— begin Article —

The Iowa native and legendary American big band leader, whose music cheered the war-weary and thrilled a generation, had vanished over the English Channel while flying from Britain to France.

Indeed, he had been missing for 10 days, and for part of that time no one realized he was overdue.

Seventy-five years ago this month, in one of the strangest episodes of World War II, the U.S. military “lost” Maj. Glenn Miller, the king of swing and one of the biggest stars of his era.

‘How the hell did we lose Glenn Miller!’
It took four days before top officers discovered that Miller, without authorization, had hitched a ride on a small plane with a friend and a 22-year-old pilot, had flown into foul weather and probably crashed, according to historian Dennis Spragg.

Based in England, Miller was going to France to arrange for his Army Air Force band’s move to Paris, now that the allies had shoved the Germans back during World War II.

A missing-aircrew report was filed for the plane on Dec. 16 when it did not radio its arrival, Spragg said. But military officials did not know that Miller was aboard and considered the report routine. “Nobody connects it with Miller,” he said.

Plus, the report was eclipsed by the gigantic German attack the same day that began the Battle of the Bulge in Belgium and France.

— end Article —
— begin Dataset records —

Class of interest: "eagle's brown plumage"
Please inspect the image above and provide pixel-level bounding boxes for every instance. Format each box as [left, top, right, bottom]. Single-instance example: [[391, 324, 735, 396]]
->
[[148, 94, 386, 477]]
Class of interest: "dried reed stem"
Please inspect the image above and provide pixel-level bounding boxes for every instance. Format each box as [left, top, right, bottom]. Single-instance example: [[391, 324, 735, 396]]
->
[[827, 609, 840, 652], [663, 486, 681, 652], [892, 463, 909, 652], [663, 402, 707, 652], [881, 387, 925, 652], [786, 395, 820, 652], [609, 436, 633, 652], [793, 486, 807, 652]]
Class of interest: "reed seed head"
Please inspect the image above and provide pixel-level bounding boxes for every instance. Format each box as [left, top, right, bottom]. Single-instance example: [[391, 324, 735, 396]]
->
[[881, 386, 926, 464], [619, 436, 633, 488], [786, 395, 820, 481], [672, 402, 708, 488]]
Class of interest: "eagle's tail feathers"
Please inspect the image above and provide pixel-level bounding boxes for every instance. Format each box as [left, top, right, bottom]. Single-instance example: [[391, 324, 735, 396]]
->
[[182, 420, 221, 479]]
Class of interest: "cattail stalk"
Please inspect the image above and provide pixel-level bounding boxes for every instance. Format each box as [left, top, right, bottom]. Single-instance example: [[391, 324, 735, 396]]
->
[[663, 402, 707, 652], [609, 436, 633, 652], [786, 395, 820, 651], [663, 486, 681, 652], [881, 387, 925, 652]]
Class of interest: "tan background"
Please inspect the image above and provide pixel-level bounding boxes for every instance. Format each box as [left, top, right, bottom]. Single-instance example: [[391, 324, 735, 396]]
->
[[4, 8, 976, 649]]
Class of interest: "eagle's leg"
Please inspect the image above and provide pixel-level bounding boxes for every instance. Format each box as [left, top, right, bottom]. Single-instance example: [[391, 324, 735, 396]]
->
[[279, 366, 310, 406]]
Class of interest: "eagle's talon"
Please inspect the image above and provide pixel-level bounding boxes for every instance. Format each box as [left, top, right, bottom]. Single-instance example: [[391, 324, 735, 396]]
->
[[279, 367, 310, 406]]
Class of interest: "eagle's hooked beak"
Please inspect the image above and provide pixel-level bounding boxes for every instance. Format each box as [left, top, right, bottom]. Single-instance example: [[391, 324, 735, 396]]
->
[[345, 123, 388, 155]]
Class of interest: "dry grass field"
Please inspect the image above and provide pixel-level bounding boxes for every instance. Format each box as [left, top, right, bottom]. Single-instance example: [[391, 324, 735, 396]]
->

— end Dataset records —

Short problem → Repeat the Glenn Miller article word for word, in full. The listing is separate material unrelated to the Glenn Miller article.

Task solution →
The Iowa native and legendary American big band leader, whose music cheered the war-weary and thrilled a generation, had vanished over the English Channel while flying from Britain to France.

Indeed, he had been missing for 10 days, and for part of that time no one realized he was overdue.

Seventy-five years ago this month, in one of the strangest episodes of World War II, the U.S. military “lost” Maj. Glenn Miller, the king of swing and one of the biggest stars of his era.

‘How the hell did we lose Glenn Miller!’
It took four days before top officers discovered that Miller, without authorization, had hitched a ride on a small plane with a friend and a 22-year-old pilot, had flown into foul weather and probably crashed, according to historian Dennis Spragg.

Based in England, Miller was going to France to arrange for his Army Air Force band’s move to Paris, now that the allies had shoved the Germans back during World War II.

A missing-aircrew report was filed for the plane on Dec. 16 when it did not radio its arrival, Spragg said. But military officials did not know that Miller was aboard and considered the report routine. “Nobody connects it with Miller,” he said.

Plus, the report was eclipsed by the gigantic German attack the same day that began the Battle of the Bulge in Belgium and France.